FIG. 4 shows the condition in which the choke console pneumatic control valve 46 is actuated to apply a pneumatic signal in clutch line 52 and in throttle line 48. Pneumatic control valve 46 is of the type that actuation of a control lever in one direction will induce a clutch signal during initial movement and thereafter will produce a throttle signal. The pneumatic signal in clutch line 52 acts through lines 54 and 56 on the actuator ports of stack valve units 70a and 70d. Pressure applied at the actuator ports plugs the input lines to stack valve units 70a and 70d. Thus the rig air from line 64 is plugged by stack valve unit 70a thus disabling the first mud pump control valve 12 which comprises the primary means of regulating the mud pump 6 from the driller"s console. The pneumatic signal in line 52 is, however, transmitted to the second input port of shuttle valve 20. Since there is no pressure in line 14, any clutch signal in line 52 at shuttle valve 20 will be transmitted through line 22. The pneumatic signal in line 52 communicating with line 56 also disables the throttle input to stack valve unit 70d isolating shuttle valve 34 from the throttle line 48. Stack valve unit 70c, however, remains open and the pneumatic signal in throttle line 48 will be transmitted through line 61 to shuttle valve 18. This pneumatic signal in line 61 is in turn transmitted through throttle line 24 to the first mud pump. Similarly, the stack valve unit 70b remains open and rig air from conduit 64 flows through line 68 to the secondary driller mud pump control valve 26.

| Stated goal |
Answer these questions about the choke console passage.
1. What does pressure applied at the actuator ports of stack valve units 70a and 70d do?
2. Which stack valve unit stays open so that the signal in throttle line 48 reaches shuttle valve 18?
3. Through which line does rig air from conduit 64 flow to the secondary driller mud pump control valve 26?

| Collected data |
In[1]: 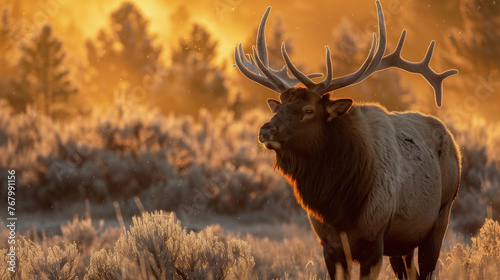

| Exercise answer |
1. It plugs the input lines to stack valve units 70a and 70d.
2. Stack valve unit 70c.
3. Line 68.